This "arrest the kingpins" strategy has long been a central feature of the "War on Drugs," and it is based on an underlying idea that "bad guys" are responsible for drug production and distribution, which in turn results in addiction. The theory, then, is that a removal of the "bad guys" will result in less drug addiction and the violence that often comes with it.

This misguided thinking arises from an adherence to "Methodological Individualism," which you'll recall is the idea that things happen because individuals make them happen, and they make them happen because they want them to happen. So, we have a drug addiction problem because there are bad people who want us to have a drug problem so that they can make money.

There's another way to look at it. And that way is to "think systems."

If we think systems we can still find ill-intentioned people making money off of selling drugs. But they'll be seen not as the source of the problem—as Escobar and El Chapo are not the source of the problem—but rather as simply one part of a complex system. Systems thinking argues that people don't use drugs because bad people make drugs available, but rather that drugs become available when people want (or need) to use them. Once we see things this way, then we stop looking for bad guys, and begin to look at how the system works.
^^^^
#### WHAT YOU WILL DO
Pick up the passage on the drug war and systems thinking after its last sentence and continue it.
^^^^
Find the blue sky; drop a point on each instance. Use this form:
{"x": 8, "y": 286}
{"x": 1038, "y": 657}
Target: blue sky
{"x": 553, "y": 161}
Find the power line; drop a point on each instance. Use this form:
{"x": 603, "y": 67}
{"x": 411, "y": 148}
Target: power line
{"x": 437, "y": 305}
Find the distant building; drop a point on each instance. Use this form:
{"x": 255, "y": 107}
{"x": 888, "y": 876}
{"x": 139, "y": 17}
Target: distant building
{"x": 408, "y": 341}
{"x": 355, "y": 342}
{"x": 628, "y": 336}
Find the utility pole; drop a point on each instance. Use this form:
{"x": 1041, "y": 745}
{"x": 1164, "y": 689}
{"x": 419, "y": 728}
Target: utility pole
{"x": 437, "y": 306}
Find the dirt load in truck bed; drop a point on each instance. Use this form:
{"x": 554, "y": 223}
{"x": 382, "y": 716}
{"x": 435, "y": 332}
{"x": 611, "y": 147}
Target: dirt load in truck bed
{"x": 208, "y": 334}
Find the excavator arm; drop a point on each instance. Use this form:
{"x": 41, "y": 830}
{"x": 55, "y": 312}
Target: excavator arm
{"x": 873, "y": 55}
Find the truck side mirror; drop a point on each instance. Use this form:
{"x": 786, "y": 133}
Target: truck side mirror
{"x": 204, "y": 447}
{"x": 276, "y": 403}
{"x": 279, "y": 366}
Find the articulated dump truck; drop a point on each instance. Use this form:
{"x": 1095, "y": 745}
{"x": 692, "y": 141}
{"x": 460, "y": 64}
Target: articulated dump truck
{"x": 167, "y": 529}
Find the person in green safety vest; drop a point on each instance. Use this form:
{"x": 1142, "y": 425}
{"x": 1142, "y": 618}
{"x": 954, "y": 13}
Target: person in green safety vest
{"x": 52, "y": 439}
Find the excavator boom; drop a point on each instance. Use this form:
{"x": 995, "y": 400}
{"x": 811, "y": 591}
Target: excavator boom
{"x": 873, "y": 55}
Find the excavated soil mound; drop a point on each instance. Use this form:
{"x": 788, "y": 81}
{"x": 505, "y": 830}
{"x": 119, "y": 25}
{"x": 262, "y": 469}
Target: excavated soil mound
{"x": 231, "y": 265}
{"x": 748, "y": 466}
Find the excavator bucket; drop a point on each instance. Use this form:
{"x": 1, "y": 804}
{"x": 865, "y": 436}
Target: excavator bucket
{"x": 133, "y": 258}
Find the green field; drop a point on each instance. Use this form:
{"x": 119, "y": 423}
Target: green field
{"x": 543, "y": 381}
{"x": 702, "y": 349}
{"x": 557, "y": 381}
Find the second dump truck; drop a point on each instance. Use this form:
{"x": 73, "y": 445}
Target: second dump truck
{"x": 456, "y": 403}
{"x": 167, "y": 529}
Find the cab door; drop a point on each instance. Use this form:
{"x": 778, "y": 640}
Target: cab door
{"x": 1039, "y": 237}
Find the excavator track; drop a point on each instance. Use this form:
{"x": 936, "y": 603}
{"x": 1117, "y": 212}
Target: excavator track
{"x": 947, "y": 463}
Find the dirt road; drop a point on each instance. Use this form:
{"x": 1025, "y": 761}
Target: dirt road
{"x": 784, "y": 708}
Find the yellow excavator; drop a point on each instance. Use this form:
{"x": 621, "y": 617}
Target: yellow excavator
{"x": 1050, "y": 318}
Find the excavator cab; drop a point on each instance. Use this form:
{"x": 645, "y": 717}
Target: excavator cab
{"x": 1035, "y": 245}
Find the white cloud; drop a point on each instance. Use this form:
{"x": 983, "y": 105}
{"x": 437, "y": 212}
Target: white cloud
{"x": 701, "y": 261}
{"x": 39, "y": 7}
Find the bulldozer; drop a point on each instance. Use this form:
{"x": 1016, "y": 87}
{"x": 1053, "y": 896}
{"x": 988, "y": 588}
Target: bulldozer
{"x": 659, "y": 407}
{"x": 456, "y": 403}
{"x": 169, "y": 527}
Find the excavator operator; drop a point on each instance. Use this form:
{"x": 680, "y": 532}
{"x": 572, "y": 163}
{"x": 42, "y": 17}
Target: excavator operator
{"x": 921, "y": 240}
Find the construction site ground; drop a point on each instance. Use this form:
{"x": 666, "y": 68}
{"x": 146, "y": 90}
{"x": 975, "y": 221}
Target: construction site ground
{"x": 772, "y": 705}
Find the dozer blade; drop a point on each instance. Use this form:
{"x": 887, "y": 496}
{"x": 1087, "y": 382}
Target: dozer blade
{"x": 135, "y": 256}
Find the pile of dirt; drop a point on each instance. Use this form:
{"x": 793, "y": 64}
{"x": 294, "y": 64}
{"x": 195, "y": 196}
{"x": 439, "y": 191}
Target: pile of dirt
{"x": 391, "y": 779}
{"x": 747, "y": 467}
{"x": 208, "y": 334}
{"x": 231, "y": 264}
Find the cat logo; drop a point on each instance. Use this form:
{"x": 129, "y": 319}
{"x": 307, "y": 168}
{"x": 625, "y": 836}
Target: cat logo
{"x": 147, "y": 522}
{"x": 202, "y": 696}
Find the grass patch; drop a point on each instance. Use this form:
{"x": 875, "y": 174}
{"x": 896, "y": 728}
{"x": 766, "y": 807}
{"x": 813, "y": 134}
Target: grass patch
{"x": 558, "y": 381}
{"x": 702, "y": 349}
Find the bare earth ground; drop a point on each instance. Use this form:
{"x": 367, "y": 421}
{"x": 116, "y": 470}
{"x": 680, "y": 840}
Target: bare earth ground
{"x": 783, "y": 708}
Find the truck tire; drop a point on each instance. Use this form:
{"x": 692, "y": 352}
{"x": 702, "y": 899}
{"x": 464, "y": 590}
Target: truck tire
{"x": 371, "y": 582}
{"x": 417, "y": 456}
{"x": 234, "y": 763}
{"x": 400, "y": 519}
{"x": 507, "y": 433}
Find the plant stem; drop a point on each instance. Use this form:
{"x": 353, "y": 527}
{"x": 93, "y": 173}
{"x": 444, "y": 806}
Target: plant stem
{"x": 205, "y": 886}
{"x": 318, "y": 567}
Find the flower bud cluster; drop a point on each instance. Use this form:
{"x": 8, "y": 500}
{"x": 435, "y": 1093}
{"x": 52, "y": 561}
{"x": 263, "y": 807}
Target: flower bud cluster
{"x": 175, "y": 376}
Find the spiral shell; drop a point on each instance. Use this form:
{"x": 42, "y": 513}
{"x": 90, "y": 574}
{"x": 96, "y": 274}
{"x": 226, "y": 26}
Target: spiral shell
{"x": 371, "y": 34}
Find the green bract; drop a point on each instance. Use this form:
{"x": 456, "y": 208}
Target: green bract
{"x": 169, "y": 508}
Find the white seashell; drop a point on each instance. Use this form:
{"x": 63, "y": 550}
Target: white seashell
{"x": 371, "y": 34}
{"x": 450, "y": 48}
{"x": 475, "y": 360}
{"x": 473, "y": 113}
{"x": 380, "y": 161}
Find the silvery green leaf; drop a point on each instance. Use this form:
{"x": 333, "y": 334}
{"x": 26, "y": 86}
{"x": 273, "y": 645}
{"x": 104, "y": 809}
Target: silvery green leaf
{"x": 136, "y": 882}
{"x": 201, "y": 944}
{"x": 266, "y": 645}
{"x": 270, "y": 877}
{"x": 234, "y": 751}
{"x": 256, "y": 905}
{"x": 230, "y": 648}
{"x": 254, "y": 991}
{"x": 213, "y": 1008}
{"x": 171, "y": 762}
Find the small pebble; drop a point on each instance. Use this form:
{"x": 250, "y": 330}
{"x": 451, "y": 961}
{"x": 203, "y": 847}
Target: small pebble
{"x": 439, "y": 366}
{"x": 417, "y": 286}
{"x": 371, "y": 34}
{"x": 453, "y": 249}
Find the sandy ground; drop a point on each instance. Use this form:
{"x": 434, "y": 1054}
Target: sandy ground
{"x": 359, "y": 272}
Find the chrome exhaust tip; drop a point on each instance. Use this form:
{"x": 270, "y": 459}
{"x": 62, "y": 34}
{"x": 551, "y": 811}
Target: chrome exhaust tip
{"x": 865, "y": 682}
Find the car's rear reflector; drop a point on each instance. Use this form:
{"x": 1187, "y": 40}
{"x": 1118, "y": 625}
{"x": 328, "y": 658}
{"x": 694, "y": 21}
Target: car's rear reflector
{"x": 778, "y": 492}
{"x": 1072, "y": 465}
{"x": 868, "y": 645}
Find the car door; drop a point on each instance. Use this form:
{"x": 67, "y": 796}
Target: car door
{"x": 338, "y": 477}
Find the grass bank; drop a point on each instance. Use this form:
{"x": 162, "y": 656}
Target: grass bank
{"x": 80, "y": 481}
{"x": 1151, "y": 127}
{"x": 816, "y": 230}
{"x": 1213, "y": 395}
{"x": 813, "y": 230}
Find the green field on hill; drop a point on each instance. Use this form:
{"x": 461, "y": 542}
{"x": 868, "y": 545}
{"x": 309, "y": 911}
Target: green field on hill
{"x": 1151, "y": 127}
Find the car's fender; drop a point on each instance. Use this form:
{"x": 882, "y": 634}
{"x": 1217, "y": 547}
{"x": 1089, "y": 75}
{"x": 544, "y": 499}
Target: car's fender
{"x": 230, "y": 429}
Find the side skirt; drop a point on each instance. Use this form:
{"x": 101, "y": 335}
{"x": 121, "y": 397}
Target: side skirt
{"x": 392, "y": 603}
^^^^
#### SOLVED EXERCISE
Part of the system that gives us drug use and abuse is the fact that "the desire to alter consciousness periodically is an innate, normal human drive." (Those words are from a cover blurb for the 1972 book "The Natural Mind," by Andrew Weil. Highly recommended!) And one way that people know to alter consciousness is to use psychoactive drugs. If we accept that this is what humans do, then the mission of our "War on Drugs" switches from "ending" drug use to reducing the harm that often results from drug use. Then it's not really a "war" at all.

This approach—once unspeakable in "serious" discussions of drug policy—is gaining adherents all over the map. At the Wall Street Journal, for example.

The Journal takes a "market approach" to drugs, as one might expect. In a recent (February 19th) opinion piece headlined "How Economists Would Wage the War on Drugs," The Journal reminds us of "a fundamental mistake in the war on drugs. Most of the money spent tackling narcotics is directed toward disrupting supply—by uprooting coca bushes, battling cartels, locking up dealers and so on. In fact, focusing on demand would be more effective."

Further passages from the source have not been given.